═══ READING TEXT

Study reveals that e-cigarettes may have harmful effects on the human lungs. Sales of e-cigarettes will overtake tobacco in the next 10 years. (Photo : Matt Cardy/Getty Images)

With the drive against smoking in full swing, many people have focused their sights on electronic cigarettes or vape as an alternative. However, research has revealed that vaping is not as safe as many people have thought it to be. Evidence shows that vaping can have harmful effects on the lungs.

While considered safer than real cigarettes, e-cigarettes can still be toxic. Mirror reports that the flavorings of vape can cause more stress to the lungs. Conducted at the University of Rochester, the study focused on the harmful effects of vaping on the lungs.

"It seems that every day a new e-cigarette product is launched without knowing the harmful health effects of these products," said Irfan Rahman. The research focused on the impact of vaping on human and mice cells. In both instances, there was inflammation of the lungs. The harmful effects kick in when the elements inside the e-cigarette are activated to heat the juice into an aerosol.

The Guardian reveals that scientists discovered that e-cigarettes have free radical toxins similar to cigarette smoke and air pollution. These substances are highly reactive molecules that can damage DNA and cell membranes. For the researchers, this was a surprising result as e-cigarette vapor does not contain combustion products or tar released by burning tobacco.

However, Tom Pruen, Chief Scientific Officer for Electronic Cigarette Trade Industry Association (ECITA), criticized the way the research was conducted. BBC News reveals that the mice were exposed to vapor dose designed for humans, not mice. Dr. Penny Woods, Chief Executive of the British Lung Foundation, said that the research lacked conclusive evidence on the long-term effect of vaping in humans.

Dr. Woods also revealed that more research should be conducted on e-cigarette use by people with chronic obstructive pulmonary disease (COPD). "With as many as 25,000 people dying of smoking-related COPD in the UK each year, greater certainty is needed over whether e-cigarettes are safe to use by COPD patients looking to quit smoking," Woods said.

Sales of e-cigarettes in the US are expected to surpass sales of cigarettes in the next decade. In 2013, over 250,000 American teenagers who never smoked cigarette reported using e-cigarettes.

══════

Please extract everything from "The Guardian reveals" down to "by burning tobacco." in the vaping article. The lines that come next are separate material, unrelated to the vaping article.

═══ DATA PROVIDED

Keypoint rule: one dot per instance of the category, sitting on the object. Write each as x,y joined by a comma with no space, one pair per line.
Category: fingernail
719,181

══════
═══ DATA PROVIDED

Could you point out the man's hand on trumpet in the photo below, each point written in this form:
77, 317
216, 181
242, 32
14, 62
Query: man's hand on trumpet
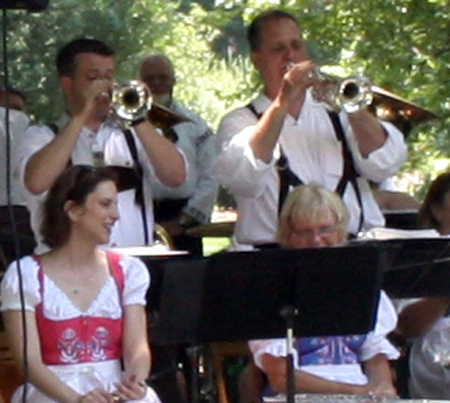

══════
═══ DATA PROVIDED

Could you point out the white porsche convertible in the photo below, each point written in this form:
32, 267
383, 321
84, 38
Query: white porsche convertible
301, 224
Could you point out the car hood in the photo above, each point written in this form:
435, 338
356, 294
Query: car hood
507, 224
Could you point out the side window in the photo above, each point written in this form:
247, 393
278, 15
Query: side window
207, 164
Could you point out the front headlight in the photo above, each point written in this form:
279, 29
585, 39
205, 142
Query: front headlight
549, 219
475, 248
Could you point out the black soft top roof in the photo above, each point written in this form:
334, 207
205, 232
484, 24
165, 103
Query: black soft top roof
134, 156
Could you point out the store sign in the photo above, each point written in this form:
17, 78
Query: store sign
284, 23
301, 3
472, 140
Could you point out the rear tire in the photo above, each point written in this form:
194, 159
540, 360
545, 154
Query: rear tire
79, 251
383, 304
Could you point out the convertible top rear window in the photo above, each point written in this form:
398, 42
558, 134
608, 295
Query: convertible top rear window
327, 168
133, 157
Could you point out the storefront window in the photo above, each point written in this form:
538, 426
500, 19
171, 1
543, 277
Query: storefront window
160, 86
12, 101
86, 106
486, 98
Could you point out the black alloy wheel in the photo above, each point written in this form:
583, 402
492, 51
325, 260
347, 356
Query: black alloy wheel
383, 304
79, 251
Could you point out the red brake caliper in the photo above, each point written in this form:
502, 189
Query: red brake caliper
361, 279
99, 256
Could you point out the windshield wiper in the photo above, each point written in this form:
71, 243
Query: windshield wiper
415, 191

══════

RESULT OF THE EXERCISE —
The Guardian reveals that scientists discovered that e-cigarettes have free radical toxins similar to cigarette smoke and air pollution. These substances are highly reactive molecules that can damage DNA and cell membranes. For the researchers, this was a surprising result as e-cigarette vapor does not contain combustion products or tar released by burning tobacco.